• _Exercise task_: Change "keypoint" to "target point" in everything from the line containing "flight on this photo." down to the end of the listing, keeping all other wording the same and returning only those lines. Leave the pictures out of your answer.

------------------------------------------------------------

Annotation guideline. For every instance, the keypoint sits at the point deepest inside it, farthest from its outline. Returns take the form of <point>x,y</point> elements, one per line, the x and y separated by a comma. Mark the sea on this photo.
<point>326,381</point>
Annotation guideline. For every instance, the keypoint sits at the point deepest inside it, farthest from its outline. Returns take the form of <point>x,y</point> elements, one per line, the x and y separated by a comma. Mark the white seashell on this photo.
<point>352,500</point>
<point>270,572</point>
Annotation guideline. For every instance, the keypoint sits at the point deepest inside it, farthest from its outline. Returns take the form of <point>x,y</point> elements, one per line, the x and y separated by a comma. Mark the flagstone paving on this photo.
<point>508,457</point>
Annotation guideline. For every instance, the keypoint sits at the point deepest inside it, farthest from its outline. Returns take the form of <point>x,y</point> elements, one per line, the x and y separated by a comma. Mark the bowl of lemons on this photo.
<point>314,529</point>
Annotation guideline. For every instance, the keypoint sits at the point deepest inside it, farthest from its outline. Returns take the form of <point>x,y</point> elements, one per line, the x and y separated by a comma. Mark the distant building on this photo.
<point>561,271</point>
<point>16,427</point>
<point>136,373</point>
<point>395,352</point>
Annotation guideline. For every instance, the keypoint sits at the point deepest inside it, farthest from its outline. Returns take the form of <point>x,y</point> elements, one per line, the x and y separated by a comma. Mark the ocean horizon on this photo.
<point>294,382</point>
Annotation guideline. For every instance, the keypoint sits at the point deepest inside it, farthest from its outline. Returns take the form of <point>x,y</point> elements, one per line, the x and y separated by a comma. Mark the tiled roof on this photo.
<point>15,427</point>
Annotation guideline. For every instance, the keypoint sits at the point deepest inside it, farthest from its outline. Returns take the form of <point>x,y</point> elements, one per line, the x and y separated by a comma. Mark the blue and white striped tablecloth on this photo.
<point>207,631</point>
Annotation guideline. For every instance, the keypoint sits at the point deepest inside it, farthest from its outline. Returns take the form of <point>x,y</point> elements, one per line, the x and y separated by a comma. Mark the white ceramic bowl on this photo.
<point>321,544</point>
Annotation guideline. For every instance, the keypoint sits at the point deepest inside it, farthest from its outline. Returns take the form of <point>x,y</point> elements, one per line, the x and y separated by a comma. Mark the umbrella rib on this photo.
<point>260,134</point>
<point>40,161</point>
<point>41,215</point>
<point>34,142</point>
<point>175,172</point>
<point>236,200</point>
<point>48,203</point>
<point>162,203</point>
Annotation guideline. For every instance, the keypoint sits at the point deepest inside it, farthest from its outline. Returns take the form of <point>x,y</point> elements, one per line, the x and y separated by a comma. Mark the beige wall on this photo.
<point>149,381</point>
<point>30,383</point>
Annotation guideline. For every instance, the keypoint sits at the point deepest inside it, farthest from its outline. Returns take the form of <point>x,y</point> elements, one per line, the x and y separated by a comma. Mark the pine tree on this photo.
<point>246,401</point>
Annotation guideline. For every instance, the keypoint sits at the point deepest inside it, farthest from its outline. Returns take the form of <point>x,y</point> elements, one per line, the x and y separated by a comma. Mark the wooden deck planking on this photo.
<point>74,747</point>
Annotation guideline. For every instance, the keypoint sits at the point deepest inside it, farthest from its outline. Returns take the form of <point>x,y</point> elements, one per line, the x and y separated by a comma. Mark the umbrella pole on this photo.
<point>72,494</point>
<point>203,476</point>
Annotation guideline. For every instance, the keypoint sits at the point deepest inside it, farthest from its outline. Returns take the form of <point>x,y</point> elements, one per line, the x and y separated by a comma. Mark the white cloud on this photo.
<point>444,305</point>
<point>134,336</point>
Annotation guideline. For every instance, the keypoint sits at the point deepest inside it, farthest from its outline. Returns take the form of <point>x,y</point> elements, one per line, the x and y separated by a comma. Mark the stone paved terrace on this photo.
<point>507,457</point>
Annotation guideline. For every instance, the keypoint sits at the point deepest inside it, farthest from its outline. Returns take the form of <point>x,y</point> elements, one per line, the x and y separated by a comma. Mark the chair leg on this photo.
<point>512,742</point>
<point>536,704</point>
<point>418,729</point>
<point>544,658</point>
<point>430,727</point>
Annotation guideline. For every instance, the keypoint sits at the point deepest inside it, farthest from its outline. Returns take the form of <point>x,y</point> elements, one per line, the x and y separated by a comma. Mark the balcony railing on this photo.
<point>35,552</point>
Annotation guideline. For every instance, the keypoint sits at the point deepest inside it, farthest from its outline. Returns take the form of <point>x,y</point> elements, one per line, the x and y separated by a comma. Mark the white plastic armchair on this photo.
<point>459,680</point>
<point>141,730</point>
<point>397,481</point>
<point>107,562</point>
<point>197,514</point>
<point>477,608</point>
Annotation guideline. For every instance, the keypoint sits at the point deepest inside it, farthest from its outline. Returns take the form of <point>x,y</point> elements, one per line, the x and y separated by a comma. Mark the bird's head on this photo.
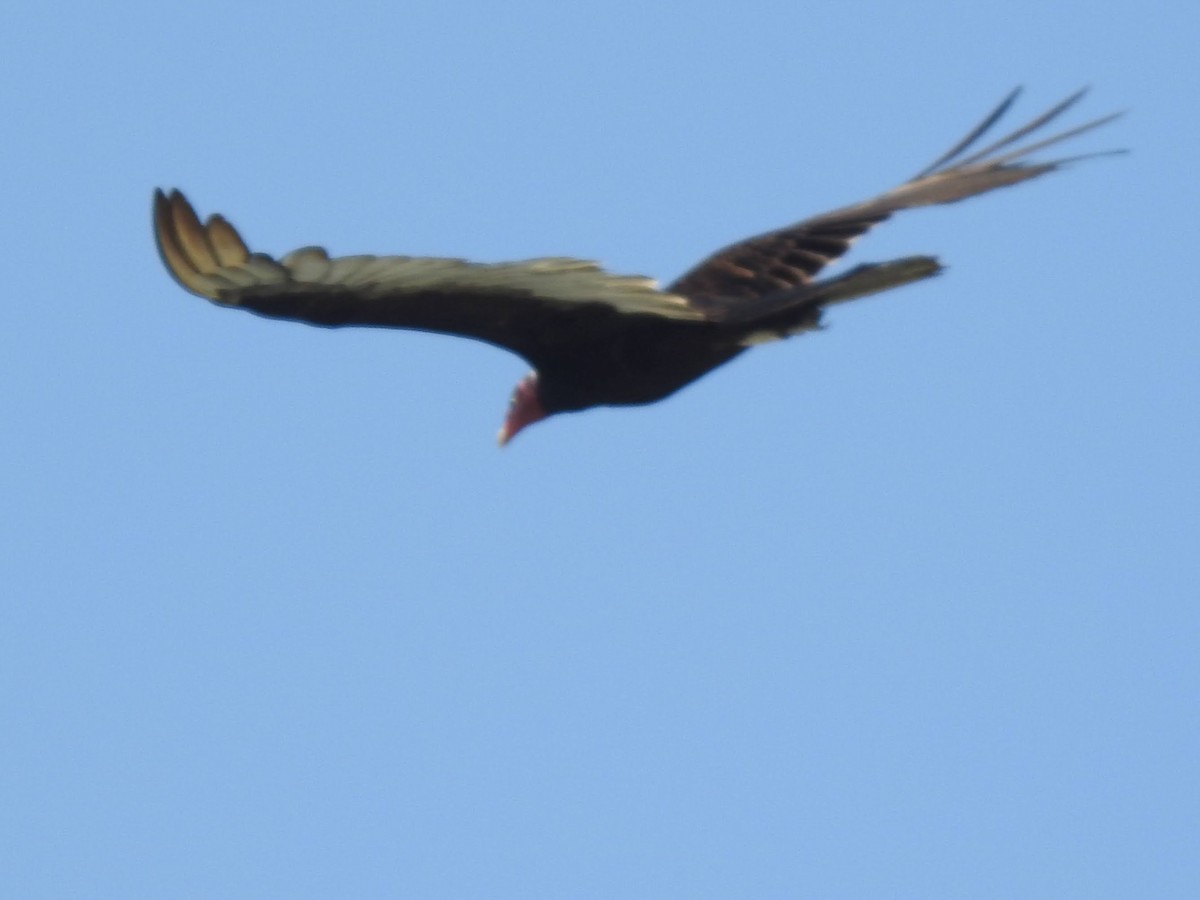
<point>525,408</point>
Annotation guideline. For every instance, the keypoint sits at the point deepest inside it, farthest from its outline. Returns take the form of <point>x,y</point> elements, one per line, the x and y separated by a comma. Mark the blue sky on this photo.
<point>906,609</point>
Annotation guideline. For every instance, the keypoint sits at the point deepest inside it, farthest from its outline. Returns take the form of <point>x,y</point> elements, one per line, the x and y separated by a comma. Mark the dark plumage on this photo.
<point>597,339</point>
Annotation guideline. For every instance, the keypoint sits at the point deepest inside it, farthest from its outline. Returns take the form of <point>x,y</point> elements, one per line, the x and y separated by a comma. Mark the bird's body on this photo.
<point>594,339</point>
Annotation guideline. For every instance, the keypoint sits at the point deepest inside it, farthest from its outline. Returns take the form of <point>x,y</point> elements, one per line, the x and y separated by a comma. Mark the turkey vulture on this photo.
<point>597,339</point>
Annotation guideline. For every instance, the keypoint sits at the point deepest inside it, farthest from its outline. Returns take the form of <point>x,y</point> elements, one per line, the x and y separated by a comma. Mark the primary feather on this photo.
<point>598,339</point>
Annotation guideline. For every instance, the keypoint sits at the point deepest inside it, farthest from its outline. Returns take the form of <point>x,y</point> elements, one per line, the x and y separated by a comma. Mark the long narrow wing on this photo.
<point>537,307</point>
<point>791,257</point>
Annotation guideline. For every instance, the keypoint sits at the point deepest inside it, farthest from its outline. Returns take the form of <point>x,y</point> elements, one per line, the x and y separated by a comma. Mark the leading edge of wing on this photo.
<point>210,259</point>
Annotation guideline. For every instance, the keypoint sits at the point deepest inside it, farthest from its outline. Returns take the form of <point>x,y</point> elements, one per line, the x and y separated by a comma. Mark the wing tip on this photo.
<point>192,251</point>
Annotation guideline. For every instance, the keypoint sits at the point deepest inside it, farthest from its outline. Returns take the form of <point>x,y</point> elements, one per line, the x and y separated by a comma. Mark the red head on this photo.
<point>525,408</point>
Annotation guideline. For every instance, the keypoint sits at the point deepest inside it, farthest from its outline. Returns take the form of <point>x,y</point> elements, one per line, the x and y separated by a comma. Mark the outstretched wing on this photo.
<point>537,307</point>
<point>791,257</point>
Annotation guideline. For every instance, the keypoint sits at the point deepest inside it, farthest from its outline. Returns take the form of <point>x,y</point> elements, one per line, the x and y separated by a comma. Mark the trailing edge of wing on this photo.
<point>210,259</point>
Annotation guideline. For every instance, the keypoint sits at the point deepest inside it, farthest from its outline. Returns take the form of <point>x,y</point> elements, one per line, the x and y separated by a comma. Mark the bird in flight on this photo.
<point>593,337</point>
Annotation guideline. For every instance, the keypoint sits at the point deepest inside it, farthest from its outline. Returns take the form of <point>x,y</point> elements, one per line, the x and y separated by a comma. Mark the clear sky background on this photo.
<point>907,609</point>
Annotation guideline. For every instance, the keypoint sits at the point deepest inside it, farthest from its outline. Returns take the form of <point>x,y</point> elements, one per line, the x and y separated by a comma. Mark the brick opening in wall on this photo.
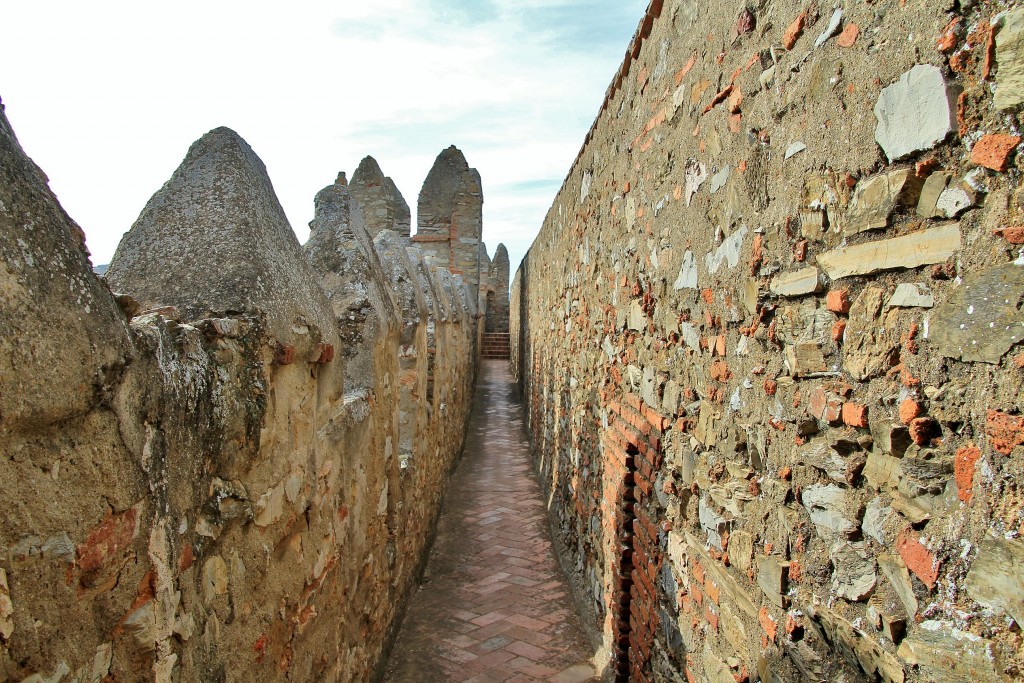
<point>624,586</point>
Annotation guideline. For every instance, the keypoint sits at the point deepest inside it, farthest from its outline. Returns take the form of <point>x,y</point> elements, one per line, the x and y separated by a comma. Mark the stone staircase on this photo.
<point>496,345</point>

------------------------------------------------------------

• _Task solution_:
Annotation guideline. For every instance, the target point sits at the point deepest inside it, farthest from its outline. Returns take the form of <point>x,y</point> elements, one per line, the x and y separated by a comma. Mark the bird in flight on this photo.
<point>593,337</point>
Annotation guideline. For every instance, the target point sits at the point deepest inside it, farthest from its outline. Returns take the form of <point>x,y</point> elements, one per line, the x and y separated by a comma. Mark the clear sky background on this photo.
<point>907,609</point>
Annotation guideline. For every instance, the target point sits at the point deepest inside it, farthest from its outline. Returns take the form of <point>x,y</point> elements, one per line, the x and y separated by a comma. Mark the brick opening in wall on this photo.
<point>624,586</point>
Annotation guideline. For every instance, the target point sits at the point deepest inside it, farthest from its outline. Returns take the form of <point>x,y</point> elements, one per line, the x and y separated by a comma. Mark the stone staircase on this photo.
<point>496,345</point>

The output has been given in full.